The bipartisan team of House Communications, Technology & the Internet Subcommittee chairman Rick Boucher (D-Va.) and Rep. Mike Pence (R-Ind.) will try again to get Congress to pass a federal shield law.
They have introduced the Free Flow Of Information Act of 2009. If that sounds familiar, it is because the 2008 version of the bill of the same name passed overwhelmingly in the House (382 to 21), before getting bottled up in the Senate after the administration put on a full court press against it. The administration had threatened to veto the bill and then-Attorney General Michael Mukasey said "10 angels swearing on Bibles" in support of the bill would not change his view that it has major flaws
There are 37 co-sponsors of the bill, which protects journalists and their sources from government overreach, with carveouts for national security, and proprietary business and medical information.
Virtually all states have shield laws or case law protecting journalists, but numerous efforts to pass a federal shield law have failed over the past several decades.

# # # #

Task brief -> Extend the passage on the Free Flow of Information Act of 2009 with a few sentences that pick up after its final sentence. The material that comes next is unrelated to the shield law text.

# # # #

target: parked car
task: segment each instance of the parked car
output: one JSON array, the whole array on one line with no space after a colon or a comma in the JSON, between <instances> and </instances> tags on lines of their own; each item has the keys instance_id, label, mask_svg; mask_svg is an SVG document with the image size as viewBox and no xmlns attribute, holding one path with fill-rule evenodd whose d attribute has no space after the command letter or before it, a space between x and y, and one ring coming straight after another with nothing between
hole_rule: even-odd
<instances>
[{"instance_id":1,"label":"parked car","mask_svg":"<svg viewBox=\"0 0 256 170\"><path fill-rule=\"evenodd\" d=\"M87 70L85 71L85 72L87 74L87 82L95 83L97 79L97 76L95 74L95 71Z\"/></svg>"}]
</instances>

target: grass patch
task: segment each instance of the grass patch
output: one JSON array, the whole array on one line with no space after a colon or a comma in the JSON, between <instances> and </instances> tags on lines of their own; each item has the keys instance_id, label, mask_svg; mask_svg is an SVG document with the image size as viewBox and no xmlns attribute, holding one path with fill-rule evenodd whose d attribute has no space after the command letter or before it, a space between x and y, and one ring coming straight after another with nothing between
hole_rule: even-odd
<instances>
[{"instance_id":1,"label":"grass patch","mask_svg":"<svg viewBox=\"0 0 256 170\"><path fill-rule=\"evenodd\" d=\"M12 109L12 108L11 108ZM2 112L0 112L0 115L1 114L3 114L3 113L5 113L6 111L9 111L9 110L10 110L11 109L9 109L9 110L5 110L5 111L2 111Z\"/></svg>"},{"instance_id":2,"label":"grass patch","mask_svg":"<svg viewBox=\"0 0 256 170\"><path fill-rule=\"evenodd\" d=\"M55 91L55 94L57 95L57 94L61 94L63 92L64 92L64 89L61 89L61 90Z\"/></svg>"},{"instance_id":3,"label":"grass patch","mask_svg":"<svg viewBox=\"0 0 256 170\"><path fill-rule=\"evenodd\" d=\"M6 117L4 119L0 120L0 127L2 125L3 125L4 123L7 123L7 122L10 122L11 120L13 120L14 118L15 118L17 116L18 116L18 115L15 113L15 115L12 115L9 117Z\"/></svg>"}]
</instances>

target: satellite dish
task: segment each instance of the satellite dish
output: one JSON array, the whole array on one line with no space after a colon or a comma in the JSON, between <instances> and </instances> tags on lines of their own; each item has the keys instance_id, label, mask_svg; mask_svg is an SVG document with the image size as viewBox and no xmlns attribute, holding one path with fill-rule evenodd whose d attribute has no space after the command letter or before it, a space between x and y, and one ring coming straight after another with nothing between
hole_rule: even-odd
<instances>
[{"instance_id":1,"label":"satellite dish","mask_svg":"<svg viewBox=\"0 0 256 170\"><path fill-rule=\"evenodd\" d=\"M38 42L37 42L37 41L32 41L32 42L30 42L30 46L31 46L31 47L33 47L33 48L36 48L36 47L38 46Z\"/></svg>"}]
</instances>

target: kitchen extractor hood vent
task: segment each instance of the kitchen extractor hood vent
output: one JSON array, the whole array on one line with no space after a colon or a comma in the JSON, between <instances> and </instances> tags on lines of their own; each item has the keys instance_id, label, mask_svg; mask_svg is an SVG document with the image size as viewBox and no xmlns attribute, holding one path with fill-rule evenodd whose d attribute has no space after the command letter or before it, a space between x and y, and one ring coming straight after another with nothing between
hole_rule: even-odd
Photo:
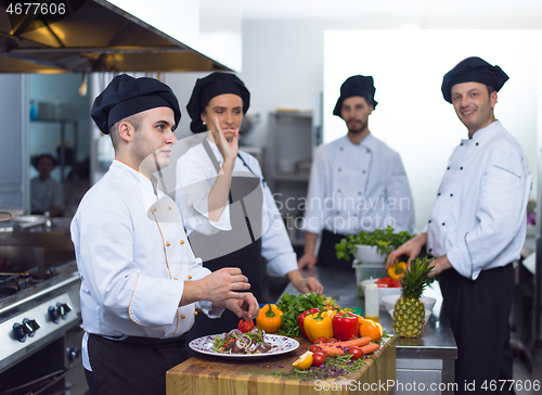
<instances>
[{"instance_id":1,"label":"kitchen extractor hood vent","mask_svg":"<svg viewBox=\"0 0 542 395\"><path fill-rule=\"evenodd\" d=\"M50 24L29 12L15 26L7 3L0 2L0 73L231 71L105 0L86 0Z\"/></svg>"}]
</instances>

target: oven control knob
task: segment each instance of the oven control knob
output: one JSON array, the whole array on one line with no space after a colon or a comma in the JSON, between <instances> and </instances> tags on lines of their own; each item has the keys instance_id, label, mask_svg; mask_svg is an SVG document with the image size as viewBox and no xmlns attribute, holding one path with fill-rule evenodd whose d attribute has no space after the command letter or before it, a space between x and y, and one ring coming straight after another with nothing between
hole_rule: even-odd
<instances>
[{"instance_id":1,"label":"oven control knob","mask_svg":"<svg viewBox=\"0 0 542 395\"><path fill-rule=\"evenodd\" d=\"M40 328L39 323L36 322L35 319L28 319L28 318L25 318L23 320L23 327L24 327L25 333L29 337L34 337L34 335L36 334L36 331Z\"/></svg>"},{"instance_id":2,"label":"oven control knob","mask_svg":"<svg viewBox=\"0 0 542 395\"><path fill-rule=\"evenodd\" d=\"M36 334L36 330L39 329L38 322L36 320L29 320L25 318L23 323L15 322L13 324L13 335L21 343L26 341L26 337L34 336Z\"/></svg>"},{"instance_id":3,"label":"oven control knob","mask_svg":"<svg viewBox=\"0 0 542 395\"><path fill-rule=\"evenodd\" d=\"M66 319L67 314L72 311L67 303L57 303L56 309L59 310L62 319Z\"/></svg>"},{"instance_id":4,"label":"oven control knob","mask_svg":"<svg viewBox=\"0 0 542 395\"><path fill-rule=\"evenodd\" d=\"M48 313L49 313L49 318L51 318L51 321L53 321L54 323L59 323L61 319L61 314L59 309L56 307L49 306Z\"/></svg>"}]
</instances>

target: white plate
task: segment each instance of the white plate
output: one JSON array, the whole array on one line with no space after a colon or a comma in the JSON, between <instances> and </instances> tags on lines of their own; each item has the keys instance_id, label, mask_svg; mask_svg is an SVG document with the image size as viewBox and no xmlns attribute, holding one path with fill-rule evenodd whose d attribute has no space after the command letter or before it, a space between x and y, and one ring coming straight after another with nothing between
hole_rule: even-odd
<instances>
[{"instance_id":1,"label":"white plate","mask_svg":"<svg viewBox=\"0 0 542 395\"><path fill-rule=\"evenodd\" d=\"M217 357L225 357L225 358L262 358L262 357L271 357L273 355L286 354L293 352L297 347L299 347L299 342L292 337L281 336L279 334L267 334L266 333L266 342L270 343L274 346L268 353L260 354L223 354L214 351L215 337L220 336L222 339L224 336L221 334L212 334L208 336L202 336L194 339L189 343L189 347L193 351L206 355L214 355Z\"/></svg>"}]
</instances>

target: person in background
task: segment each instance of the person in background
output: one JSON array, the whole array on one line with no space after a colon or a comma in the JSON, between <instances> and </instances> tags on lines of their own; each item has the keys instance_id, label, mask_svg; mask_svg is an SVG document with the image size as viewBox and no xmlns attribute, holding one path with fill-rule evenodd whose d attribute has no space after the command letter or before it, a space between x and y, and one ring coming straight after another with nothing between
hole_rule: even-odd
<instances>
[{"instance_id":1,"label":"person in background","mask_svg":"<svg viewBox=\"0 0 542 395\"><path fill-rule=\"evenodd\" d=\"M521 146L494 115L496 92L507 79L501 67L476 56L444 75L442 94L468 138L450 156L425 229L387 260L389 267L408 255L410 263L424 246L436 257L431 275L440 275L457 344L457 394L512 380L513 263L525 243L532 177ZM509 387L498 385L498 392Z\"/></svg>"},{"instance_id":2,"label":"person in background","mask_svg":"<svg viewBox=\"0 0 542 395\"><path fill-rule=\"evenodd\" d=\"M238 268L211 273L186 241L154 173L169 165L181 118L171 89L116 76L91 116L111 135L115 160L72 221L81 278L82 364L91 394L166 394L166 371L188 358L196 307L247 319L258 302ZM241 291L241 292L238 292Z\"/></svg>"},{"instance_id":3,"label":"person in background","mask_svg":"<svg viewBox=\"0 0 542 395\"><path fill-rule=\"evenodd\" d=\"M335 255L335 245L348 234L387 226L395 232L414 229L414 205L401 157L369 130L369 116L377 104L374 93L371 76L349 77L340 87L333 115L345 120L348 132L314 154L300 269L317 263L350 266Z\"/></svg>"},{"instance_id":4,"label":"person in background","mask_svg":"<svg viewBox=\"0 0 542 395\"><path fill-rule=\"evenodd\" d=\"M51 178L56 160L50 154L41 154L34 161L39 176L30 180L31 214L42 215L49 212L51 217L63 214L64 193L62 186Z\"/></svg>"},{"instance_id":5,"label":"person in background","mask_svg":"<svg viewBox=\"0 0 542 395\"><path fill-rule=\"evenodd\" d=\"M199 78L192 91L186 105L191 130L206 132L206 138L177 162L176 199L181 209L189 209L183 219L190 242L209 269L240 267L258 301L264 300L261 256L271 275L286 276L299 292L322 293L317 279L304 278L297 269L296 254L258 161L238 150L238 129L249 100L243 81L229 73ZM206 334L205 321L197 317L191 336ZM211 333L231 330L238 319L224 314L219 321Z\"/></svg>"}]
</instances>

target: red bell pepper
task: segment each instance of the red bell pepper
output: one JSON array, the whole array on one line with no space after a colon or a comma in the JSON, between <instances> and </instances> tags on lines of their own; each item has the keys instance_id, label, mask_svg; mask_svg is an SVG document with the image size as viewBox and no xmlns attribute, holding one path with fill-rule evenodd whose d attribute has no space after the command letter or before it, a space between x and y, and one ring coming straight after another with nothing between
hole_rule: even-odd
<instances>
[{"instance_id":1,"label":"red bell pepper","mask_svg":"<svg viewBox=\"0 0 542 395\"><path fill-rule=\"evenodd\" d=\"M301 330L304 337L308 339L307 332L305 332L305 327L304 327L305 317L307 317L307 315L309 315L309 314L317 314L319 311L320 311L320 309L312 307L311 309L301 313L299 315L299 317L297 317L297 323L299 324L299 329Z\"/></svg>"},{"instance_id":2,"label":"red bell pepper","mask_svg":"<svg viewBox=\"0 0 542 395\"><path fill-rule=\"evenodd\" d=\"M360 324L358 316L348 311L337 313L333 317L333 336L339 342L350 340L358 336Z\"/></svg>"}]
</instances>

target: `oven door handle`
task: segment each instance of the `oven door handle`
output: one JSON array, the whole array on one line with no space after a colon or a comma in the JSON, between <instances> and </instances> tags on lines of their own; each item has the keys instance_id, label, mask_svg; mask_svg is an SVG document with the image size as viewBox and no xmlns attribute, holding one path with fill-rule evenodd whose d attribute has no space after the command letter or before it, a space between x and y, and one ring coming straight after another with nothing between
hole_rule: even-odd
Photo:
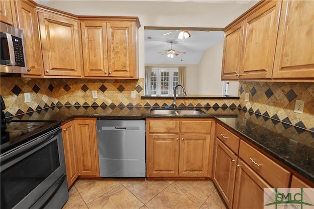
<instances>
[{"instance_id":1,"label":"oven door handle","mask_svg":"<svg viewBox=\"0 0 314 209\"><path fill-rule=\"evenodd\" d=\"M58 191L63 182L66 181L66 176L63 175L29 209L43 209L53 197L54 194Z\"/></svg>"},{"instance_id":2,"label":"oven door handle","mask_svg":"<svg viewBox=\"0 0 314 209\"><path fill-rule=\"evenodd\" d=\"M49 132L44 136L34 139L28 143L17 147L13 150L1 155L1 169L4 170L11 165L31 155L42 147L56 139L61 128Z\"/></svg>"}]
</instances>

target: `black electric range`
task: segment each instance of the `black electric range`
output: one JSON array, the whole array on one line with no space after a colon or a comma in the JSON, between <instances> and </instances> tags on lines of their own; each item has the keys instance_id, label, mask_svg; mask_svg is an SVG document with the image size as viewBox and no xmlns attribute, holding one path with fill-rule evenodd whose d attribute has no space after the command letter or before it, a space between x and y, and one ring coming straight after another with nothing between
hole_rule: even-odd
<instances>
[{"instance_id":1,"label":"black electric range","mask_svg":"<svg viewBox=\"0 0 314 209\"><path fill-rule=\"evenodd\" d=\"M6 121L1 122L0 152L15 147L61 125L60 121Z\"/></svg>"},{"instance_id":2,"label":"black electric range","mask_svg":"<svg viewBox=\"0 0 314 209\"><path fill-rule=\"evenodd\" d=\"M8 120L3 110L5 105L1 99L0 152L7 151L27 142L61 125L58 121Z\"/></svg>"}]
</instances>

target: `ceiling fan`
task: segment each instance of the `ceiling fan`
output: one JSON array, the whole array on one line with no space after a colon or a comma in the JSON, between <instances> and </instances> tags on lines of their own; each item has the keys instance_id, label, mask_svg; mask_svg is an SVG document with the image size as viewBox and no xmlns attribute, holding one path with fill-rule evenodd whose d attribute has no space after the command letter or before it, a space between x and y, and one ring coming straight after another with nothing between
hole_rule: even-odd
<instances>
[{"instance_id":1,"label":"ceiling fan","mask_svg":"<svg viewBox=\"0 0 314 209\"><path fill-rule=\"evenodd\" d=\"M164 33L162 36L165 36L166 35L170 34L171 33L173 33L174 32L179 31L179 30L173 30L172 31L168 32L168 33ZM191 34L188 32L187 30L181 30L179 34L179 36L178 36L178 38L179 39L183 39L183 38L185 39L187 39L188 37L191 36Z\"/></svg>"},{"instance_id":2,"label":"ceiling fan","mask_svg":"<svg viewBox=\"0 0 314 209\"><path fill-rule=\"evenodd\" d=\"M166 50L166 51L157 51L158 53L163 53L162 55L164 54L167 54L167 56L170 58L172 58L174 57L174 55L178 56L179 53L185 54L184 51L177 51L172 48L172 43L173 42L171 41L170 43L170 49Z\"/></svg>"}]
</instances>

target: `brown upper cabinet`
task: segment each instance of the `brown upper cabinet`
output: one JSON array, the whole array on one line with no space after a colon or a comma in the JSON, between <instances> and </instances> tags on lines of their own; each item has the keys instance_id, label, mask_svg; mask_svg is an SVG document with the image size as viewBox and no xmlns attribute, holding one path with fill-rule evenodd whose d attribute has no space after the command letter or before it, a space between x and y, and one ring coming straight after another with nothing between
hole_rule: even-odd
<instances>
[{"instance_id":1,"label":"brown upper cabinet","mask_svg":"<svg viewBox=\"0 0 314 209\"><path fill-rule=\"evenodd\" d=\"M17 26L15 3L14 0L0 0L0 20L7 24Z\"/></svg>"},{"instance_id":2,"label":"brown upper cabinet","mask_svg":"<svg viewBox=\"0 0 314 209\"><path fill-rule=\"evenodd\" d=\"M138 78L137 18L79 17L84 76Z\"/></svg>"},{"instance_id":3,"label":"brown upper cabinet","mask_svg":"<svg viewBox=\"0 0 314 209\"><path fill-rule=\"evenodd\" d=\"M312 82L313 8L313 1L261 1L228 25L222 80Z\"/></svg>"},{"instance_id":4,"label":"brown upper cabinet","mask_svg":"<svg viewBox=\"0 0 314 209\"><path fill-rule=\"evenodd\" d=\"M33 1L19 1L19 28L23 31L26 65L28 73L24 77L43 77L43 63L39 43L37 16Z\"/></svg>"},{"instance_id":5,"label":"brown upper cabinet","mask_svg":"<svg viewBox=\"0 0 314 209\"><path fill-rule=\"evenodd\" d=\"M38 15L45 75L80 76L78 20L40 10Z\"/></svg>"},{"instance_id":6,"label":"brown upper cabinet","mask_svg":"<svg viewBox=\"0 0 314 209\"><path fill-rule=\"evenodd\" d=\"M314 78L314 1L284 0L273 78Z\"/></svg>"}]
</instances>

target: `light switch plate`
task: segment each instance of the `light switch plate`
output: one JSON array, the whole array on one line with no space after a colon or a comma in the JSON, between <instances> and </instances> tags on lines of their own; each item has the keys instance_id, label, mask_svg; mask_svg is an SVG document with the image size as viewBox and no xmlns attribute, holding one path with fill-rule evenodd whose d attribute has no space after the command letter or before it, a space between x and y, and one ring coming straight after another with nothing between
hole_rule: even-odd
<instances>
[{"instance_id":1,"label":"light switch plate","mask_svg":"<svg viewBox=\"0 0 314 209\"><path fill-rule=\"evenodd\" d=\"M93 98L98 98L97 91L92 91L92 93L93 94Z\"/></svg>"},{"instance_id":2,"label":"light switch plate","mask_svg":"<svg viewBox=\"0 0 314 209\"><path fill-rule=\"evenodd\" d=\"M25 99L25 102L30 102L30 93L24 93L24 98Z\"/></svg>"},{"instance_id":3,"label":"light switch plate","mask_svg":"<svg viewBox=\"0 0 314 209\"><path fill-rule=\"evenodd\" d=\"M245 93L245 101L248 102L249 98L250 98L250 94L249 93Z\"/></svg>"},{"instance_id":4,"label":"light switch plate","mask_svg":"<svg viewBox=\"0 0 314 209\"><path fill-rule=\"evenodd\" d=\"M297 99L295 101L295 106L294 106L294 113L303 113L303 108L304 108L304 100L299 100Z\"/></svg>"}]
</instances>

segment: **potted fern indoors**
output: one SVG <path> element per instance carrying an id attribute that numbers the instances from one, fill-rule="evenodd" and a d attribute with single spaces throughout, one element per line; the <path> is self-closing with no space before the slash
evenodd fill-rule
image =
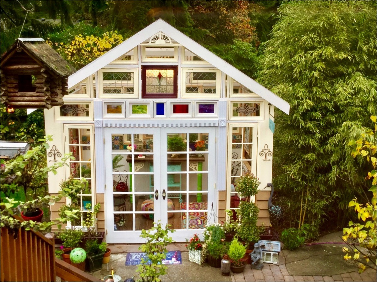
<path id="1" fill-rule="evenodd" d="M 186 143 L 183 138 L 178 135 L 169 136 L 167 138 L 167 147 L 171 152 L 181 152 L 186 151 Z M 172 153 L 172 158 L 178 158 L 180 154 Z"/>
<path id="2" fill-rule="evenodd" d="M 124 166 L 124 165 L 120 164 L 119 163 L 123 159 L 124 157 L 122 155 L 116 155 L 114 156 L 113 158 L 113 171 L 114 170 L 117 170 Z M 118 170 L 115 170 L 115 171 L 118 172 Z M 128 184 L 127 182 L 124 182 L 122 181 L 118 182 L 115 185 L 115 191 L 117 192 L 128 192 Z"/>
<path id="3" fill-rule="evenodd" d="M 228 250 L 230 259 L 230 269 L 233 273 L 239 273 L 244 271 L 247 261 L 248 255 L 246 254 L 246 247 L 237 238 L 233 238 Z"/>

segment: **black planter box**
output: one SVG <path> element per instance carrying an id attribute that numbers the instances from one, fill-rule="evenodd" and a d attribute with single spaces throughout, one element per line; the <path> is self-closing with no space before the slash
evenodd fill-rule
<path id="1" fill-rule="evenodd" d="M 102 269 L 102 259 L 104 254 L 104 253 L 91 256 L 87 255 L 85 259 L 85 268 L 87 271 L 92 272 Z"/>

# # # #

Response to this task ->
The shield law bill was introduced with high hopes and bipartisan support in May 2007, with the last session of Congress thought to be the most likely venue for passage in decades, but problems arose over the administration's concerns over its impact on investigations related to national security and terrorism as well as the bill's definition of journalists covered--bloggers, for instance.
The bill as introduced Wednesday defines journalism as "the gathering, preparing, collecting, photographing, recording, writing, editing, reporting, or publishing of news or information that concerns local, national, or international events or other matters of public interest for dissemination to the public."